--- Extrait ---

Le 13 juin prochain sortira le jeu vidéo Dordogne, dont l’histoire se déroule dans le Périgord. Ce jeu aux magnifiques graphismes faits en aquarelle a été développé à Bordeaux par le studio Un je ne sais quoi. Nous avons pu interviewer Cédric Babouche, qui est le créateur, directeur et illustrateur de ce jeu vidéo.
Pouvez-vous nous présenter ce projet ?
C'est un projet que j'ai commencé à développer il y a à peu près 4 ans. Au départ, je devais réaliser un autre projet de jeu vidéo et les éditeurs m'ont demandé de réfléchir à un projet plus petit, plus humble, mais avec la même volonté narrative et artistique que l'autre.
Je me suis posé avec des amis. À ce moment-là, je n'avais pas encore monté la structure et on a commencé à réfléchir à ce qu'on pourrait raconter. Et naturellement, on est arrivé sur l'histoire de cette jeune femme qui va visiter la maison de sa grand-mère qui est récemment décédée.
Mais au départ, on n'avait pas forcément positionné en Dordogne. C'est juste quand j'ai commencé à dessiner, parce que je suis aussi l'auteur graphique du jeu, qu'il s'avérait que mes dessins rappelaient forcément la Dordogne. C’était au départ plus particulièrement le Lot, près de Saint-Germain-du-Bel-Air, Labastide-Murat et Rocamadour parce que la famille du côté de ma grand-mère et mon arrière-grand-mère avait une maison là-bas et donc j'y ai passé les 15 premiers étés de ma vie.
Petit à petit, l'équipe voyant que ce que je dessinais était naturellement lié à cette région, on a commencé à donner à ce projet le nom de code “Dordogne” et le mot est resté. On a cherché d'autres noms pour le projet, mais on n'a jamais réussi à s'en séparer, on a gardé le jeu comme ça.
Et il y a 5 ans, je suis descendu vivre à Bordeaux et la première chose qu'on a faite avec ma femme et mes filles est d’aller en Dordogne, car je voulais absolument leur faire découvrir, plus particulièrement du côté de La Roque Gageac et de Beynac.
Et en arrivant là-bas, je me suis remis à peindre directement en plein air, à faire du croquis et c'est comme ça que ça a confirmé l'idée qu'il fallait qu'on fasse un jeu narratif familial autour de ce lieu.
À ce moment-là, je venais de créer ma société à Bordeaux et je me suis rapproché d’Aymeric Casting qui avait une société qui faisait des projets narratifs dans les nouveaux médias (VR, réalité augmentée, etc), qui s'appelle Umanimation, et on a décidé de fusionner nos structures à ce moment-là pour produire le jeu. Et c'est à partir de là que l'on a trouvé aussi notre éditeur qui s'appelle Focus Entertainment et qu'on a poussé le développement avec un premier prototype qui nous a permis de financer définitivement le jeu avec l'aide aussi financière de la région et du CNC (Centre national du cinéma et de l'image animée).

---

**Objectif**
Reprenez mot pour mot l'extrait, depuis « Pouvez-vous nous présenter » jusqu'à « artistique que l'autre. » inclus. La liste provient d'une autre source.

--- Matériel ---

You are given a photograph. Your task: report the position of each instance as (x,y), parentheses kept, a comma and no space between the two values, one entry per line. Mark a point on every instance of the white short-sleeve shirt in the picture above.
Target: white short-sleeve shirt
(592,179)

---

**Tâche réalisée**
Pouvez-vous nous présenter ce projet ?
C'est un projet que j'ai commencé à développer il y a à peu près 4 ans. Au départ, je devais réaliser un autre projet de jeu vidéo et les éditeurs m'ont demandé de réfléchir à un projet plus petit, plus humble, mais avec la même volonté narrative et artistique que l'autre.